(DIRECTIVE)
Can you restate the records below word for word?
══ SUPPLIED DATA
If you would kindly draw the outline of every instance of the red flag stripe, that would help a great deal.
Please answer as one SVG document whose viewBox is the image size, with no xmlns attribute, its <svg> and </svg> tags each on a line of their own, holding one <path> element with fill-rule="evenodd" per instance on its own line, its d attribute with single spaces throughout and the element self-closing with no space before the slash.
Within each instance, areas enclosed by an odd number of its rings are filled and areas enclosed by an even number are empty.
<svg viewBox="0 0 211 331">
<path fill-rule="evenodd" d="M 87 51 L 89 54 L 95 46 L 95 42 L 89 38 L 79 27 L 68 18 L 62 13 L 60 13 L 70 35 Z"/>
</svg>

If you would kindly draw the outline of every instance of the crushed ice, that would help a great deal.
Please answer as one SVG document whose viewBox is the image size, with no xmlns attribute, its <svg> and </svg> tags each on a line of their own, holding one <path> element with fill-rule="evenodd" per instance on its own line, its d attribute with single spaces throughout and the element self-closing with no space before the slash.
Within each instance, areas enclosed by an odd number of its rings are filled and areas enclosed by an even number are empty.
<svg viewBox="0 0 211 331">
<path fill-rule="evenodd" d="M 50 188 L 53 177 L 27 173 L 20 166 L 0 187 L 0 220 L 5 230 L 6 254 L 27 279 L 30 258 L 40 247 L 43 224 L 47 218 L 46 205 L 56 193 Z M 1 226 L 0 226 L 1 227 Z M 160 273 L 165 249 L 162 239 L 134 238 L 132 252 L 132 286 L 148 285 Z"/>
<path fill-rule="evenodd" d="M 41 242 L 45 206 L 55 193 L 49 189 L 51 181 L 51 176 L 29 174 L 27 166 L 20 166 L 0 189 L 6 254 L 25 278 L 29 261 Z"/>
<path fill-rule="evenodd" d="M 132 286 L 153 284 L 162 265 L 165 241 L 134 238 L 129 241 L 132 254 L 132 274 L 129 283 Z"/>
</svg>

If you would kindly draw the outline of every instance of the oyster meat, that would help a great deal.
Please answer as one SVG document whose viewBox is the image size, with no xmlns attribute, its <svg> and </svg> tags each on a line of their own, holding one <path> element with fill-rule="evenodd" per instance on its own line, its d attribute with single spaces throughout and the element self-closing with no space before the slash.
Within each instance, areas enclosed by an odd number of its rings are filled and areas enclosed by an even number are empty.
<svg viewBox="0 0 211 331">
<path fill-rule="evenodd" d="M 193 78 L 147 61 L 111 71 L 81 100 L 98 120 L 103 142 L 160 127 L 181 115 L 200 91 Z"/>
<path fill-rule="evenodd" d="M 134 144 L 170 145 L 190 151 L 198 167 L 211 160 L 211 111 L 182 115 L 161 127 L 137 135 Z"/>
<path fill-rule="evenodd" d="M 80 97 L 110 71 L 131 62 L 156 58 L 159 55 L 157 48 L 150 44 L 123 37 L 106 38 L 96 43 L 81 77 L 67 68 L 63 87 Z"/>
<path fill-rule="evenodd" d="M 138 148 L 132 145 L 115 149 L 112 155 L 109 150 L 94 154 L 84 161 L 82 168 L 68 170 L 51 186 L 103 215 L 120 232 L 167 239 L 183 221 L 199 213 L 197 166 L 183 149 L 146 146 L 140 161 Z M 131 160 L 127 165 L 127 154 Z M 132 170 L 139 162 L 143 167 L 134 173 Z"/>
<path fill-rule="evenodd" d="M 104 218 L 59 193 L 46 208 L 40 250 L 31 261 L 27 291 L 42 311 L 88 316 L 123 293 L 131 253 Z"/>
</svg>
════
(RESULT OF THE EXERCISE)
If you would kindly draw the outline of every instance of the red flag stripe, that would help a great deal.
Please answer as one SVG document whose viewBox is the image size, with no xmlns attribute, its <svg> and </svg> tags each on a line of their own, holding one <path> element with fill-rule="evenodd" per instance on its own line, its d attribute with single spaces throughout and the element self-closing with no space before the slash.
Within each instance, areas enclosed by an odd number of its rings are filled and areas enclosed by an even number are empty.
<svg viewBox="0 0 211 331">
<path fill-rule="evenodd" d="M 87 51 L 89 54 L 95 46 L 95 42 L 89 38 L 79 27 L 68 18 L 62 13 L 60 13 L 70 35 Z"/>
</svg>

If you would kindly draw the outline of every instance of the crushed ice, that would help a great deal.
Please answer as one SVG document whose viewBox is the image size, with no xmlns attribute, its <svg> and </svg> tags each on a line of their own, holding one <path> element with fill-rule="evenodd" per instance on its own line, its d attribute with single spaces throughout and the element self-closing with no space before the slash.
Within each instance, areas enclosed by an odd number of its rings are filled and areas enclosed by an even number are empty.
<svg viewBox="0 0 211 331">
<path fill-rule="evenodd" d="M 50 188 L 53 177 L 27 173 L 20 166 L 0 187 L 0 220 L 5 230 L 6 254 L 27 279 L 30 258 L 40 247 L 43 224 L 47 218 L 46 205 L 56 193 Z M 1 226 L 0 226 L 1 227 Z M 160 273 L 165 249 L 162 239 L 134 238 L 132 252 L 132 286 L 148 285 Z"/>
<path fill-rule="evenodd" d="M 41 242 L 45 206 L 55 193 L 49 189 L 51 181 L 51 176 L 29 174 L 27 166 L 20 166 L 0 189 L 6 254 L 25 278 L 29 261 Z"/>
<path fill-rule="evenodd" d="M 132 286 L 153 284 L 162 265 L 165 241 L 134 238 L 129 241 L 132 254 L 132 274 L 129 283 Z"/>
</svg>

If you would kindly draw the outline of every instance of the oyster meat, that would help a great deal.
Please answer as one SVG document whose viewBox is the image size, with no xmlns attribute, its <svg> and </svg> tags each on a line of their own, holding one <path> element with fill-rule="evenodd" per instance on its own line, its d attribute with single spaces throughout and the element self-closing with no space before the slash.
Within each instance, areas enclosed by an odd number of its rings are filled and areas enclosed by an even number are empty.
<svg viewBox="0 0 211 331">
<path fill-rule="evenodd" d="M 193 78 L 147 61 L 111 71 L 81 100 L 98 120 L 103 142 L 160 127 L 181 115 L 200 91 Z"/>
<path fill-rule="evenodd" d="M 134 144 L 170 145 L 190 151 L 198 167 L 211 160 L 211 111 L 182 115 L 161 127 L 137 135 Z"/>
<path fill-rule="evenodd" d="M 80 97 L 110 71 L 131 62 L 156 58 L 159 55 L 157 48 L 150 44 L 123 37 L 106 38 L 96 43 L 81 77 L 67 68 L 63 87 Z"/>
<path fill-rule="evenodd" d="M 138 148 L 132 145 L 115 149 L 112 155 L 109 150 L 94 154 L 84 161 L 82 168 L 68 170 L 51 186 L 103 215 L 120 232 L 167 239 L 183 221 L 199 213 L 197 166 L 183 149 L 146 146 L 140 161 Z M 131 160 L 127 165 L 127 154 Z M 132 170 L 139 162 L 143 167 L 134 173 Z"/>
<path fill-rule="evenodd" d="M 104 218 L 59 193 L 46 208 L 40 250 L 31 261 L 27 291 L 42 311 L 88 316 L 123 293 L 131 253 Z"/>
</svg>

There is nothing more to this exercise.